What to produce =
Please update the post on extortion by writing it out again, starting with "As I explained" and going on through "over to him/her.", with "extortionist" replaced by "blackmailer".

Provided text =
-----

Monday, February 01, 2010

Extortion?

As I explained in an earlier post, extortion is a type of theft; but instead of simply taking someone else’s property away from them, the extortionist uses threats to force the owner of the property to hand it over to him/her.


As I noted in that earlier post, the Model Penal Code – a template of model criminal laws drafted by the American Law Institute – defines extortion as “purposely obtain[ing] property of another by threatening to inflict bodily injury on anyone”. Model Penal Code § 223.4(1).

-----

Stored records =
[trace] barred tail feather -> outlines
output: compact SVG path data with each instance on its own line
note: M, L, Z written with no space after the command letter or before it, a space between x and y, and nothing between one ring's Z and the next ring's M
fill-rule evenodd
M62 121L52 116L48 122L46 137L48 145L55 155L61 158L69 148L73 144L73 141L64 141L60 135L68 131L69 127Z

-----

Answer below =
As I explained in an earlier post, extortion is a type of theft; but instead of simply taking someone else’s property away from them, the blackmailer uses threats to force the owner of the property to hand it over to him/her.